◆ EXTRACTED RECORDS:
++++++++++++++++++++

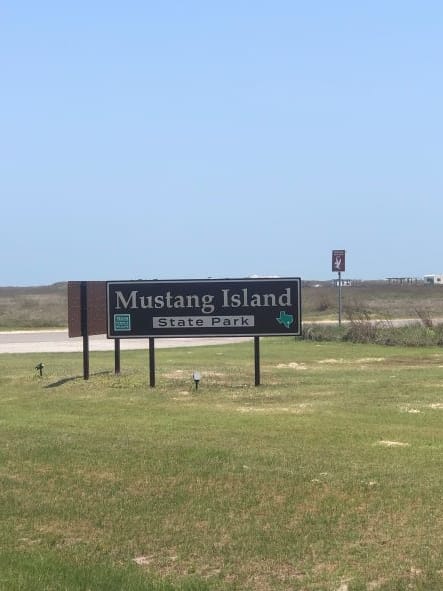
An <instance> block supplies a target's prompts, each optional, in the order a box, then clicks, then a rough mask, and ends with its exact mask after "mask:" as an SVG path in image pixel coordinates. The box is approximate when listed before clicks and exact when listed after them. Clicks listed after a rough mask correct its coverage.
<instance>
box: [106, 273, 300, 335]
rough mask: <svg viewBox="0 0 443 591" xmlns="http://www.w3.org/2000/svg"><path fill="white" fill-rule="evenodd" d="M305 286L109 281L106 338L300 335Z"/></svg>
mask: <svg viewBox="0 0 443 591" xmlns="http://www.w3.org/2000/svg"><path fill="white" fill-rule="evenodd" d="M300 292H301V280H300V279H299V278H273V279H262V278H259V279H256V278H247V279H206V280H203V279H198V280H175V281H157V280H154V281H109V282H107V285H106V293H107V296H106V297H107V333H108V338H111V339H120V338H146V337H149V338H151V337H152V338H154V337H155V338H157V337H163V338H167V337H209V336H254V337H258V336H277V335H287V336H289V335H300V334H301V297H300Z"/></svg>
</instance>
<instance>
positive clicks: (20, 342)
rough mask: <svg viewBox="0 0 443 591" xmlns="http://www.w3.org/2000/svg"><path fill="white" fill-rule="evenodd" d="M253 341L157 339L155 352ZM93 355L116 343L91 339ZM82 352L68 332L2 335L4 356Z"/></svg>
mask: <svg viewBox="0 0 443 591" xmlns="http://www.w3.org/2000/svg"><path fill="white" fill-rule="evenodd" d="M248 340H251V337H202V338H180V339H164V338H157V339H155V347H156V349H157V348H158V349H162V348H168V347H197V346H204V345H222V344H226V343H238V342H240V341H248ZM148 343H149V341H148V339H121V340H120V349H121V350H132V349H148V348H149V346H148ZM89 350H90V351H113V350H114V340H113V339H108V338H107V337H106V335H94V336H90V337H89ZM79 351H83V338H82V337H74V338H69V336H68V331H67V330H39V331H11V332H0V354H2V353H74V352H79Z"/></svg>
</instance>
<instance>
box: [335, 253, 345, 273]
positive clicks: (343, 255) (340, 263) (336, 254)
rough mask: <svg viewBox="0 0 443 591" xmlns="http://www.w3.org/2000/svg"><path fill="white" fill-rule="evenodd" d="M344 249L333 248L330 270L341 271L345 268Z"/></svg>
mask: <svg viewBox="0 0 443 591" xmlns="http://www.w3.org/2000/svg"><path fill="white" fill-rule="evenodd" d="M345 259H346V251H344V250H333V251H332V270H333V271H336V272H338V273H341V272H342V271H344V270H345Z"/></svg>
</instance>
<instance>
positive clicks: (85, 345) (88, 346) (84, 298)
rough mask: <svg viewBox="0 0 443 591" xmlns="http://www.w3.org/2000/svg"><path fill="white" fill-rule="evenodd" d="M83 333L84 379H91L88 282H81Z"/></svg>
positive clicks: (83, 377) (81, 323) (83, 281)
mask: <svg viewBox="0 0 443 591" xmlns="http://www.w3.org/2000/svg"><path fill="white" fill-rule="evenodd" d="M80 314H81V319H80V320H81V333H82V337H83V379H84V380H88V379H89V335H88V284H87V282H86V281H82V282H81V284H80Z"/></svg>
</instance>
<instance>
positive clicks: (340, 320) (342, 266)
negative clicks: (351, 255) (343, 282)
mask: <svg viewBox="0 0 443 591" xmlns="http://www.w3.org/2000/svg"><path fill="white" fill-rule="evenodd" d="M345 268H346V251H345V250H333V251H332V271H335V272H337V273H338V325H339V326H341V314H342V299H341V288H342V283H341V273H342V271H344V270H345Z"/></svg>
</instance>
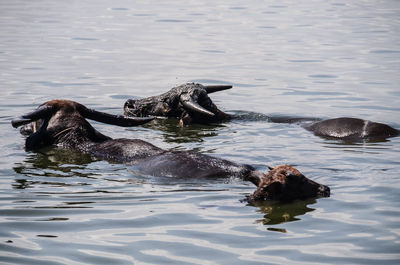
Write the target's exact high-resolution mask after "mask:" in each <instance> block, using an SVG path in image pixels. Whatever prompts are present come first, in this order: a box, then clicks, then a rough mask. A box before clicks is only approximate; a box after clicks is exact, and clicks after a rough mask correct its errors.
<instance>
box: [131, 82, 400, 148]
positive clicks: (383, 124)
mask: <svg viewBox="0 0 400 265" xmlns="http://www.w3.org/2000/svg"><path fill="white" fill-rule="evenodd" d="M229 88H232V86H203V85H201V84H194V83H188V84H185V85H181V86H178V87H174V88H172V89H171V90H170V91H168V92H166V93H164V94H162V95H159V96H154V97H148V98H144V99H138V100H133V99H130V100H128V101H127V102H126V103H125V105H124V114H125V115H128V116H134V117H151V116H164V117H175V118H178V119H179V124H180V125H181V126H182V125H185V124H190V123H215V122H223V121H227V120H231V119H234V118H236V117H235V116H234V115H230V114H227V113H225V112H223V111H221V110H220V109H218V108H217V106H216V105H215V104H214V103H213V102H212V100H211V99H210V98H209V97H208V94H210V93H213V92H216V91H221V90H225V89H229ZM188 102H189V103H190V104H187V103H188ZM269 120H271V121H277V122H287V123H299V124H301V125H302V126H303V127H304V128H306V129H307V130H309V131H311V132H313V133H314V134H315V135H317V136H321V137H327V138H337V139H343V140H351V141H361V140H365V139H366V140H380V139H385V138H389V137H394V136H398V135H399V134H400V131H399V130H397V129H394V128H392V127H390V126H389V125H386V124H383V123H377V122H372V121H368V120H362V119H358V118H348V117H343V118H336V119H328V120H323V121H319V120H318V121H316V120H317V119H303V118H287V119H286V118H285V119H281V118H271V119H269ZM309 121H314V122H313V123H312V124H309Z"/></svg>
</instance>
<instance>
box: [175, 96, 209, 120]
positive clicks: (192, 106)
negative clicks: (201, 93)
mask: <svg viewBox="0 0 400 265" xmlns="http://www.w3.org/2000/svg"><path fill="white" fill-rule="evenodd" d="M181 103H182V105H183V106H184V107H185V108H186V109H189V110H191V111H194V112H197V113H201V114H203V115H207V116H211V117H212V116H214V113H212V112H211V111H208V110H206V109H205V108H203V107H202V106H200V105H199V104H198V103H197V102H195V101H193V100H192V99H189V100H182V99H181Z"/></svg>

++++++++++++++++++++

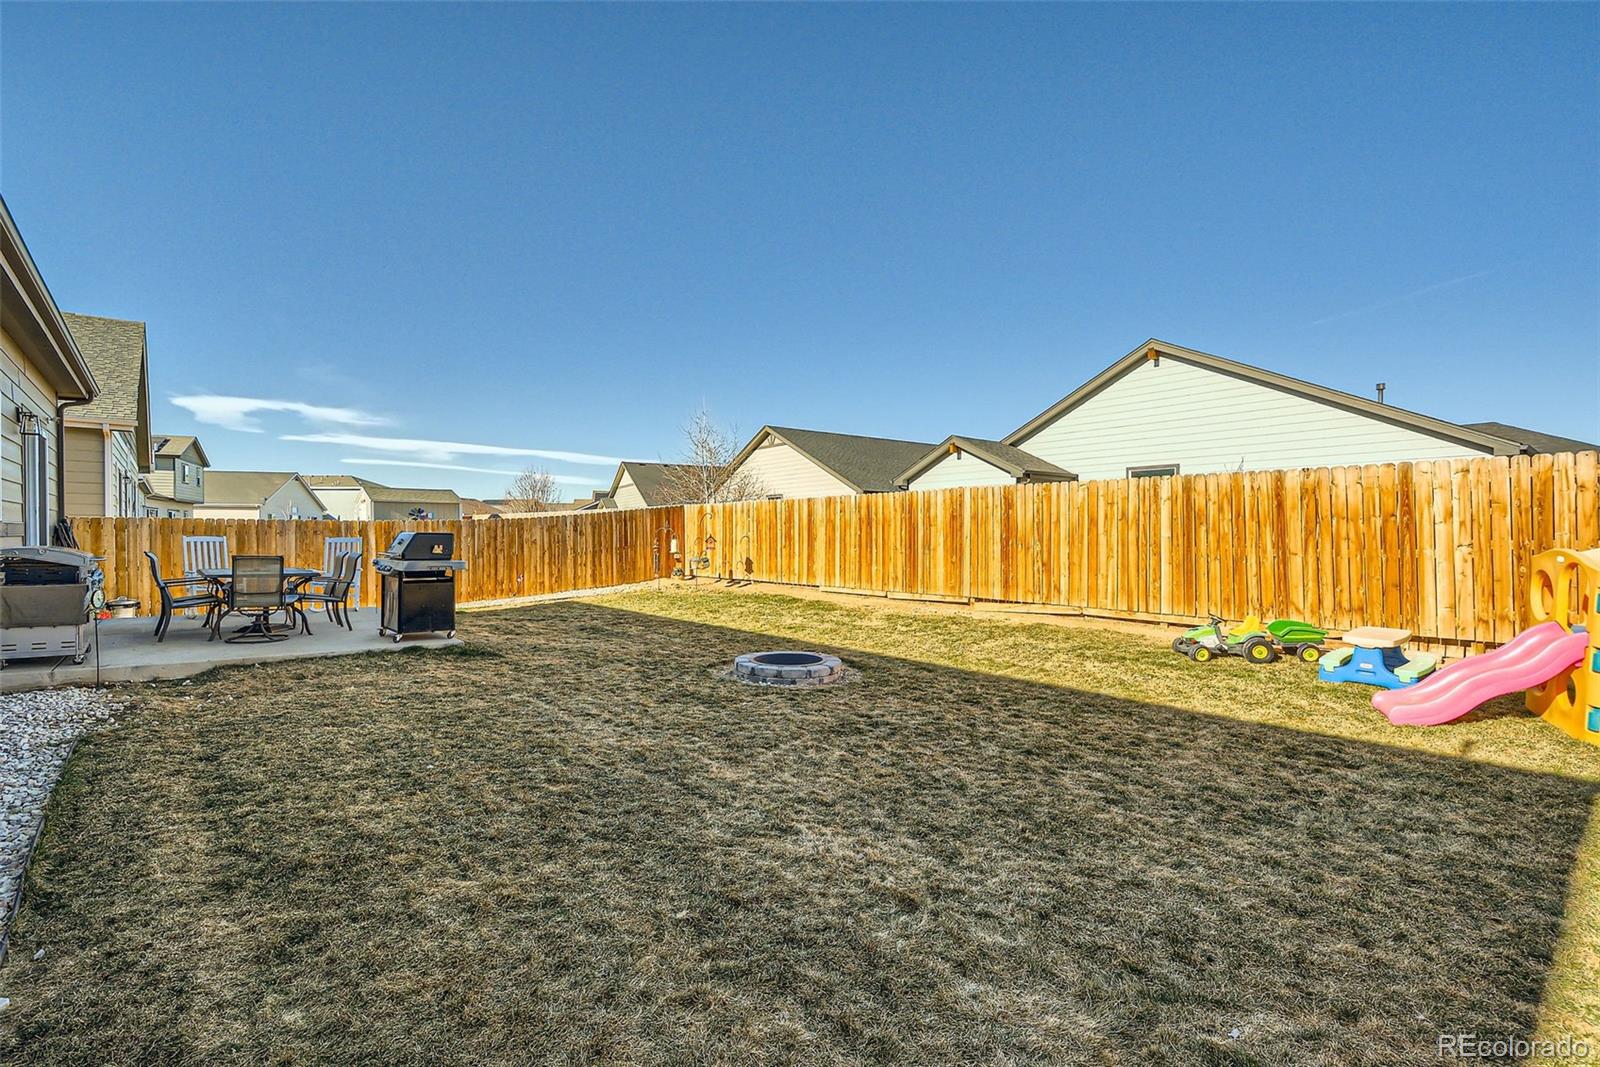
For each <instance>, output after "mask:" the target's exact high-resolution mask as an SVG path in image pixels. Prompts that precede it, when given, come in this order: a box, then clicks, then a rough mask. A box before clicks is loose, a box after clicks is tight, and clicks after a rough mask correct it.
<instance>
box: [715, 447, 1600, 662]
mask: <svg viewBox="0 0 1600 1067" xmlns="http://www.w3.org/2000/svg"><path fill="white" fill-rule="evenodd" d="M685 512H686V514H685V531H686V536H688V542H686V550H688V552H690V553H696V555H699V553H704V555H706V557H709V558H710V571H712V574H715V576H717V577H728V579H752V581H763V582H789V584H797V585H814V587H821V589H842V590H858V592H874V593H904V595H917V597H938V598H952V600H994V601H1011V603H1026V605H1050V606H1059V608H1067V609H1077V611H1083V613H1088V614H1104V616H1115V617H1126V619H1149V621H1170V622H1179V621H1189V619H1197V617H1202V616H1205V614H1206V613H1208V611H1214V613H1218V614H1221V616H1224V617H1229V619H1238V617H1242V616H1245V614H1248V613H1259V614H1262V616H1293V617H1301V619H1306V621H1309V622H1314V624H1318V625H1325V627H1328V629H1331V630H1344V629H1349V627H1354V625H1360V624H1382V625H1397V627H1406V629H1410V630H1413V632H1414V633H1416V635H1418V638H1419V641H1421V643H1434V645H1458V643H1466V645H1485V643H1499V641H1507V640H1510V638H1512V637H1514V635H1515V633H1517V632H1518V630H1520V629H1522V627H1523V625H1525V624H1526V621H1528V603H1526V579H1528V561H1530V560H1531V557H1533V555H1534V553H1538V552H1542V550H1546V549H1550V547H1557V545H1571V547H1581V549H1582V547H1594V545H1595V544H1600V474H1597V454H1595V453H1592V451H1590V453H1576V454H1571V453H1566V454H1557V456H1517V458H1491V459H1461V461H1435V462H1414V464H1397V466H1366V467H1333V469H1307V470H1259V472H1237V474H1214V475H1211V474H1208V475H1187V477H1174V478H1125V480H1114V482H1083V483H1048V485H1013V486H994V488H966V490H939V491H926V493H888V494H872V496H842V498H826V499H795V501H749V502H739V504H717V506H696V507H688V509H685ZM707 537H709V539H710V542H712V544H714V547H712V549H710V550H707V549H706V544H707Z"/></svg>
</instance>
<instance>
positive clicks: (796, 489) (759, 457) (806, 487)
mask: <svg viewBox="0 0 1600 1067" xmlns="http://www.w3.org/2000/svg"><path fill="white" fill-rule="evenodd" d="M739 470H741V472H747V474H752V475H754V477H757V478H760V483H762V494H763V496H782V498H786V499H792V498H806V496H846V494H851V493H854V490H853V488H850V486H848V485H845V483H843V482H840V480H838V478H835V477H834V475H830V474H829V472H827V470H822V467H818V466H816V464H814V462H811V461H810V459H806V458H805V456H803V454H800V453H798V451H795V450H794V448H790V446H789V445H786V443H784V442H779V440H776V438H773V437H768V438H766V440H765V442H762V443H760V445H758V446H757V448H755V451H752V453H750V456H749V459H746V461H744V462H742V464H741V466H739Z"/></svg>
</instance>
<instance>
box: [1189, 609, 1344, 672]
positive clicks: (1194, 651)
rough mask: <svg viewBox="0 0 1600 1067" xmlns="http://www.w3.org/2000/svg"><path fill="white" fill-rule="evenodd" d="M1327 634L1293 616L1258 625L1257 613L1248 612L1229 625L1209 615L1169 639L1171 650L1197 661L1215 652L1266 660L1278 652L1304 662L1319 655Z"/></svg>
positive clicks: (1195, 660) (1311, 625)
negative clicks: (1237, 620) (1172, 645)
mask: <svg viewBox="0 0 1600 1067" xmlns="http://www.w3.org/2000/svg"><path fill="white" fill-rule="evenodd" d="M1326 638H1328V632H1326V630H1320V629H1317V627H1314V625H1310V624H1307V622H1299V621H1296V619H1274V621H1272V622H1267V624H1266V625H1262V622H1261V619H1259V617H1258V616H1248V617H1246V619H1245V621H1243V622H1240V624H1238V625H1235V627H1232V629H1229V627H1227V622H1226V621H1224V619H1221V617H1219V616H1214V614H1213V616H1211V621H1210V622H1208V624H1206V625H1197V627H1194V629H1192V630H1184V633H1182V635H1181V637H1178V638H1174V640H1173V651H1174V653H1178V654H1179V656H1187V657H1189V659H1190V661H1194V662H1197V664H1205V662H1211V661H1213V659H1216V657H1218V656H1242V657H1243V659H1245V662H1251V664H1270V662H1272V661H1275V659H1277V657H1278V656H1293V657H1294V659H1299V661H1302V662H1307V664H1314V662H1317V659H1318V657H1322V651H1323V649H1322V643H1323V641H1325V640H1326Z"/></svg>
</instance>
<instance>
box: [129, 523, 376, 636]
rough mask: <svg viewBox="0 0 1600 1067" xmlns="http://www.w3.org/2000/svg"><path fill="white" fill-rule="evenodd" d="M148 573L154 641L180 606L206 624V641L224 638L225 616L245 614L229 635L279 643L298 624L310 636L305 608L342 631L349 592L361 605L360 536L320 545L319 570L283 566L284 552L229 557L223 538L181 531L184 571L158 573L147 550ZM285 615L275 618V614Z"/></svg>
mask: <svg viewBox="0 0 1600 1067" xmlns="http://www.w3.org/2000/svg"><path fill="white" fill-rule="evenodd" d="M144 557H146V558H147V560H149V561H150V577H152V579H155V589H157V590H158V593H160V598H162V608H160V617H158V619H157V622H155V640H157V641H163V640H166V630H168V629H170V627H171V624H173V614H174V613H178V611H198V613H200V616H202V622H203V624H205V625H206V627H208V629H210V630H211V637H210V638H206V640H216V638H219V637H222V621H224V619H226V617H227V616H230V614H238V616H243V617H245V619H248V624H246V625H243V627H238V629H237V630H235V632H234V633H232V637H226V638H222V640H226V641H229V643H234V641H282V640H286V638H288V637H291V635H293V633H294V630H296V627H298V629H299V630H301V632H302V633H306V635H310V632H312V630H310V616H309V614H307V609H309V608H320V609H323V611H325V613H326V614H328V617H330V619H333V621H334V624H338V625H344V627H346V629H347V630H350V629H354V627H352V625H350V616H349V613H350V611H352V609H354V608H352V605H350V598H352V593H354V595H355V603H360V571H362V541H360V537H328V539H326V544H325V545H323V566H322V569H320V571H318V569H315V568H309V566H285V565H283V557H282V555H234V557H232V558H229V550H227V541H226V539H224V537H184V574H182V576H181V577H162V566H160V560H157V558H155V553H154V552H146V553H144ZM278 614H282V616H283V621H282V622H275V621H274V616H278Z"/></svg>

++++++++++++++++++++

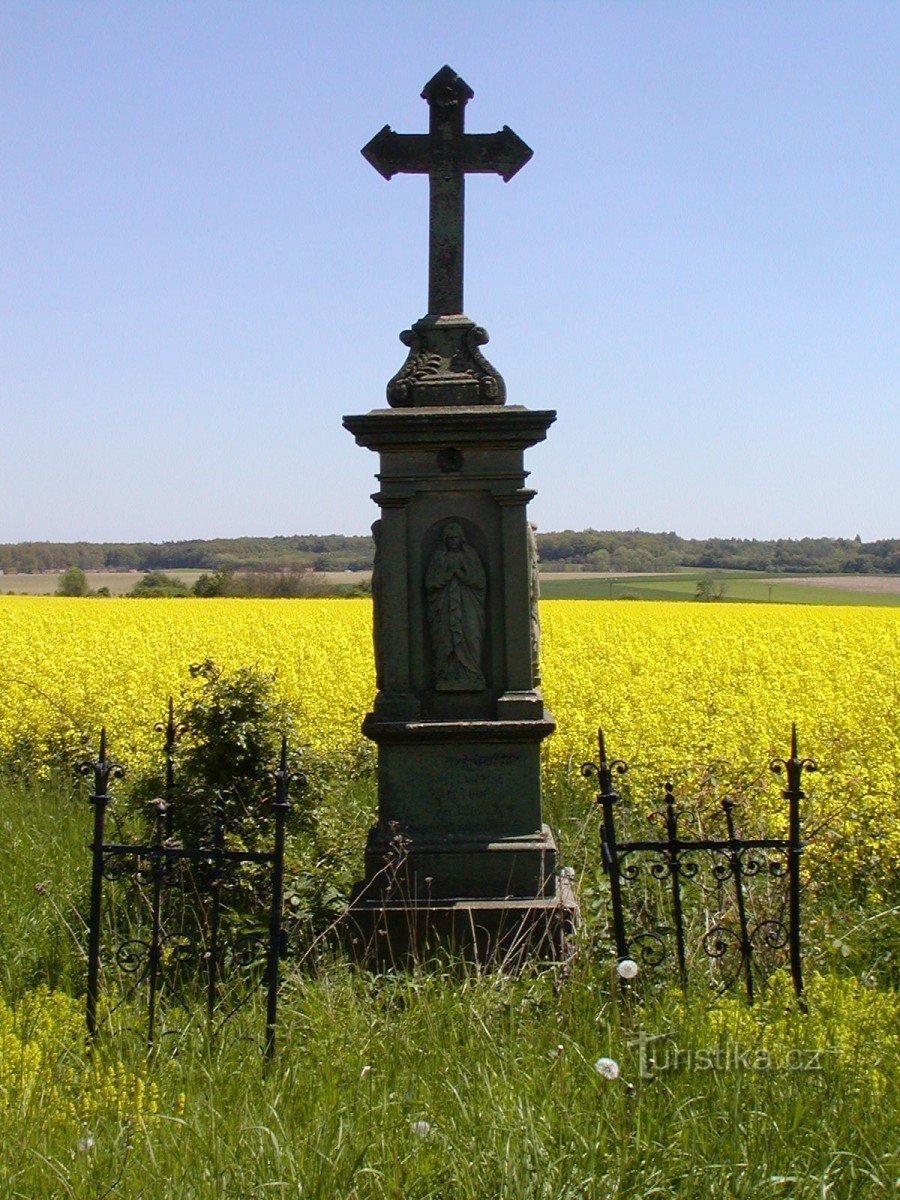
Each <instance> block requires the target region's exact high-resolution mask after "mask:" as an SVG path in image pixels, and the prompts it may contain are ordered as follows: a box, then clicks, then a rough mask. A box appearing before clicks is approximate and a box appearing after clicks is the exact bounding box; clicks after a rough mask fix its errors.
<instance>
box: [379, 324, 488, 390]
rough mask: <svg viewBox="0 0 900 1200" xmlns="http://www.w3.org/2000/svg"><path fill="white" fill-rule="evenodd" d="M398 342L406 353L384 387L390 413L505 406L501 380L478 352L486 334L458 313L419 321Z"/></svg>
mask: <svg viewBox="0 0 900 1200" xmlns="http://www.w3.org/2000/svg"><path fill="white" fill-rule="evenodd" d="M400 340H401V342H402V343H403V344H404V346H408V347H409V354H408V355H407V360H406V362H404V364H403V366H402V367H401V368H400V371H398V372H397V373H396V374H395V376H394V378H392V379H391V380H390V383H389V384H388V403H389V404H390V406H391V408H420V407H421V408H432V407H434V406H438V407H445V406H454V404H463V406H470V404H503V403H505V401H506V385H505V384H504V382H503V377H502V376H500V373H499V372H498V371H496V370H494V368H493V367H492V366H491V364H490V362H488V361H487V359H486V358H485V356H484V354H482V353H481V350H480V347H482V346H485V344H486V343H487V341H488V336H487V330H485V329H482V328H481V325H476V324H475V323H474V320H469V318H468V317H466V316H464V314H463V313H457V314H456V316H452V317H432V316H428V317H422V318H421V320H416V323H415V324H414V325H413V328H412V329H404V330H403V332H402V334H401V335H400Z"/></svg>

++++++++++++++++++++

◆ ASSIGNMENT:
Copy the lines verbatim, beginning with the line containing "For each <instance>, output" and continuing through the line containing "box: [715, 447, 1600, 662]".

◆ YOUR SOLUTION:
For each <instance>, output after "mask:" the target's exact high-resolution mask as an SVG path in image pixels. Prompts that precede it, when given, come in this order: a box, then clicks, then a rough mask. A box before clicks is loose, a box after clicks is tight, and clicks after a rough mask correct it.
<instance>
box: [715, 447, 1600, 662]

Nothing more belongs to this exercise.